Stored data ▸

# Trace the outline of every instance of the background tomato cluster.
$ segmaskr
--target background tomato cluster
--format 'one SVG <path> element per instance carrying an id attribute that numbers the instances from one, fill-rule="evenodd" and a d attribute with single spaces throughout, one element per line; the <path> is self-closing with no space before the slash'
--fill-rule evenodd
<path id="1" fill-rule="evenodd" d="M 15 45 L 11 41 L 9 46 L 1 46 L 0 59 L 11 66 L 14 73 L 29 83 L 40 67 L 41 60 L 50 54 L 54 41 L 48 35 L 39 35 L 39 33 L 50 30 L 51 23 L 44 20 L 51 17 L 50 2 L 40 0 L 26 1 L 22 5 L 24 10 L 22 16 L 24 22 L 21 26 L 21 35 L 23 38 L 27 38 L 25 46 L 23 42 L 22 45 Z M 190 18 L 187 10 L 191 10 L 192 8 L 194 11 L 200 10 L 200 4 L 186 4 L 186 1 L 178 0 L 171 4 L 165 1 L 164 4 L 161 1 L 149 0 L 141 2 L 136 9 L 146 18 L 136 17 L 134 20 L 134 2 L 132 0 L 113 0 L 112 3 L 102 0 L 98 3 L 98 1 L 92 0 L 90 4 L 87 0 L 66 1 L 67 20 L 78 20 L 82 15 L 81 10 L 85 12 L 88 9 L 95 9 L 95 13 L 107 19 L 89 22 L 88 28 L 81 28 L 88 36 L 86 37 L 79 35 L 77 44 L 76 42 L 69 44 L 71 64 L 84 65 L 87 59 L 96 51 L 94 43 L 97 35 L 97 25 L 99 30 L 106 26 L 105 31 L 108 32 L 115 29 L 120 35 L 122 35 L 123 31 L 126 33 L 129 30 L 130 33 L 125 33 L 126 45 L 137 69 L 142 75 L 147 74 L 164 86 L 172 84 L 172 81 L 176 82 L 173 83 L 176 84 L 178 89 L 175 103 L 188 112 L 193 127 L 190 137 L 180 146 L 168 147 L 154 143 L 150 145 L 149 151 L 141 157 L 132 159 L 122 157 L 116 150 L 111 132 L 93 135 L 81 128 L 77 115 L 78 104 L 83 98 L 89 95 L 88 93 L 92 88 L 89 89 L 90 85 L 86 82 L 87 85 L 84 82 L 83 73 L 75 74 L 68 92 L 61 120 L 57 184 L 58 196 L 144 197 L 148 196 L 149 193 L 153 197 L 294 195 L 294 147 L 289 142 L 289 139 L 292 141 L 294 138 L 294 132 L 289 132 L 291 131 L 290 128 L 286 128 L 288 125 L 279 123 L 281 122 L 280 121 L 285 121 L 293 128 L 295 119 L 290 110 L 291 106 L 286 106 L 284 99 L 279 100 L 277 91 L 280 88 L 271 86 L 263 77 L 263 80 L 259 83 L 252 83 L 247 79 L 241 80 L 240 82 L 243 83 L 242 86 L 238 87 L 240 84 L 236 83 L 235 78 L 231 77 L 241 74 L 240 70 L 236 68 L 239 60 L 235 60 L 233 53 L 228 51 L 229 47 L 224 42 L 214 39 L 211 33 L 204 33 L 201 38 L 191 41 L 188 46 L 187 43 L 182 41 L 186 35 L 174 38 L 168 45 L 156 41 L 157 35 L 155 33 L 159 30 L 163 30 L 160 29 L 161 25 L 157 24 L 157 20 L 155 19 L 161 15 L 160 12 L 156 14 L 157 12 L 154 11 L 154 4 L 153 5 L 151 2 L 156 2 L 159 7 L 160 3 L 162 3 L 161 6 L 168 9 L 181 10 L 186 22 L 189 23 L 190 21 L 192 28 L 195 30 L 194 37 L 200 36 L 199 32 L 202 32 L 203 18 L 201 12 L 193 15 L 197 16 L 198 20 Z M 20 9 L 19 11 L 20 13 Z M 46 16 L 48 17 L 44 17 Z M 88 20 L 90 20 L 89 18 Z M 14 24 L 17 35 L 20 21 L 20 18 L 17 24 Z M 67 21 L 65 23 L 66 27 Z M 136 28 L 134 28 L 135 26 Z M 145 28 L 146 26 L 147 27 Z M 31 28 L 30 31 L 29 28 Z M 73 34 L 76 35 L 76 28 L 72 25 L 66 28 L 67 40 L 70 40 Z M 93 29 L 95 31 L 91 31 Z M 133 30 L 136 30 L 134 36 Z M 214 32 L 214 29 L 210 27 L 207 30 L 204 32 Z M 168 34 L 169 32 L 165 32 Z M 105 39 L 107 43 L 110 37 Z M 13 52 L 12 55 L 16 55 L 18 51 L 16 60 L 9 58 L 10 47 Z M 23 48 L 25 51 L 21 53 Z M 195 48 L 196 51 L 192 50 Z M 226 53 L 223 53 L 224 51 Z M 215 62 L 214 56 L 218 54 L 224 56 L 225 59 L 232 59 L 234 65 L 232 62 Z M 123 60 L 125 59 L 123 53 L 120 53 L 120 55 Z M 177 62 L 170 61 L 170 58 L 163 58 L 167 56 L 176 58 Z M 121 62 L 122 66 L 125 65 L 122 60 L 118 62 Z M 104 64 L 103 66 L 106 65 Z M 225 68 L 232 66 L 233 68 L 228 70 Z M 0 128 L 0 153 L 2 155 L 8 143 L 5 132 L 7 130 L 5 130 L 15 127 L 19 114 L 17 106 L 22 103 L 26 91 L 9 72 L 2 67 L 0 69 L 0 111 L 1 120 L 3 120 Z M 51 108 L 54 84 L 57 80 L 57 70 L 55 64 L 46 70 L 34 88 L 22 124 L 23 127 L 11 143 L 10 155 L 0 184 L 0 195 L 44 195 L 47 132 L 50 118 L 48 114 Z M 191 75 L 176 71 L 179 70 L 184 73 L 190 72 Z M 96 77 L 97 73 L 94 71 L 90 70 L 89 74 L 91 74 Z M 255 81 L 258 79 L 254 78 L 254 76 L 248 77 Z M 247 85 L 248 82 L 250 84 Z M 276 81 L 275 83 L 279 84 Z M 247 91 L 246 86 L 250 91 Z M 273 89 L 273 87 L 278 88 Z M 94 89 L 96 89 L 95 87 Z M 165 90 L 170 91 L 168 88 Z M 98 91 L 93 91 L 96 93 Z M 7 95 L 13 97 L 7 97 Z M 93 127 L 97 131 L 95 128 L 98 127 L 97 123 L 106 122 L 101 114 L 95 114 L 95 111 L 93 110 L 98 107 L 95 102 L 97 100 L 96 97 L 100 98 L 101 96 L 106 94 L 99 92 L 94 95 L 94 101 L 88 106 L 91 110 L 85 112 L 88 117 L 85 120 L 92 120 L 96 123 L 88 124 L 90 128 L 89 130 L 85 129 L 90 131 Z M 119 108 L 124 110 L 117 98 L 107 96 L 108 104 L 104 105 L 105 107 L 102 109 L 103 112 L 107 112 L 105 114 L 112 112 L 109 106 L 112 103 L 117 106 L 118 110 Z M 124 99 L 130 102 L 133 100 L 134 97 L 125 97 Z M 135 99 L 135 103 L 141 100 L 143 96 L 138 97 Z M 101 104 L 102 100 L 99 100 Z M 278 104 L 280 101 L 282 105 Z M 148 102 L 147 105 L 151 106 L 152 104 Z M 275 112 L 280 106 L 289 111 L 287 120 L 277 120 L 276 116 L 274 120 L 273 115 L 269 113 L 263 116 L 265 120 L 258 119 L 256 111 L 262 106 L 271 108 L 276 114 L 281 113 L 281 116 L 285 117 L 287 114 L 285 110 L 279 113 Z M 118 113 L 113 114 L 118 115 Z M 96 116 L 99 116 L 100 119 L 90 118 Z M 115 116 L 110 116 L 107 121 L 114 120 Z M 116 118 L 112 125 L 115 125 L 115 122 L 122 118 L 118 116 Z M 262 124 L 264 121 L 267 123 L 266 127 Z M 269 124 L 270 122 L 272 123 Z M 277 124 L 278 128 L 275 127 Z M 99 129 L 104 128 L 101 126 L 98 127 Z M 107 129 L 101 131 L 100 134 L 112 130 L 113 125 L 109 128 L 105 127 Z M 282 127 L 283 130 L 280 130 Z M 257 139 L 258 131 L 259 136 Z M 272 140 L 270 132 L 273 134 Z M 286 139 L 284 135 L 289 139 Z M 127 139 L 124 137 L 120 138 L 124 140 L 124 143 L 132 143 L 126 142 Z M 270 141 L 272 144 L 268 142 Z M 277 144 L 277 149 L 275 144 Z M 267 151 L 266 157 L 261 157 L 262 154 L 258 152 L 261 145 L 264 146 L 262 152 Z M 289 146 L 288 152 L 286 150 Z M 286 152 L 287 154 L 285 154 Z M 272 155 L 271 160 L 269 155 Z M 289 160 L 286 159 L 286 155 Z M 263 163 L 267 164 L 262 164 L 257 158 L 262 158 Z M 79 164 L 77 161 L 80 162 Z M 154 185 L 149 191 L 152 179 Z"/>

Aim ▸
Begin at the first line and stop after the line that contains "--fill-rule evenodd". Write out only those lines again, switching "tomato cluster" to "grape cluster" and leaving all else as it stands.

Answer for this exercise ▸
# Trace the outline of every instance of the background grape cluster.
$ segmaskr
--target background grape cluster
--format 'one SVG <path> element per instance carrying an id attribute that numbers the instances from one, fill-rule="evenodd" and a d attribute with single spaces throughout, one element per line; the <path> is self-closing with no space before the slash'
--fill-rule evenodd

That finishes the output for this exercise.